Problem to solve
Reproduce verbatim only the data from the line containing "Keep to two rules. Tag each instance of the pitted" up to and including the line containing "Target: pitted rock surface".

Records supplied start

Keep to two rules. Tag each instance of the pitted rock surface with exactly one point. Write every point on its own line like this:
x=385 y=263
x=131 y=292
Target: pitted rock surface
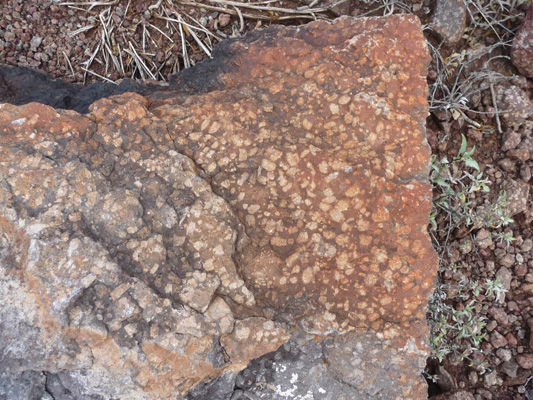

Records supplied end
Records supplied start

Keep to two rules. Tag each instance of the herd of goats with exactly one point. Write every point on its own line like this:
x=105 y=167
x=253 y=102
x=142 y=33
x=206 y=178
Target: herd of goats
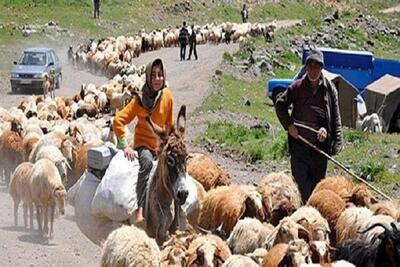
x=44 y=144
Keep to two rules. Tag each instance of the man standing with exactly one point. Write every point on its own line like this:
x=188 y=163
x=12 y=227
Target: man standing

Records supplied end
Records supplied start

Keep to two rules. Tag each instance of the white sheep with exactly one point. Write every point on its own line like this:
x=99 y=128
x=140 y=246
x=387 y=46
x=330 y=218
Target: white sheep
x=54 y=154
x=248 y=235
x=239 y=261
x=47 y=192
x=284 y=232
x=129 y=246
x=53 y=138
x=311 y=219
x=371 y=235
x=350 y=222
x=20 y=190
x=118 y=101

Records supplied end

Worked answer
Keep to two rules. Tag each instance of the pitted rock surface with exactly one point. Write every point on its own line like this:
x=385 y=263
x=131 y=292
Target: pitted rock surface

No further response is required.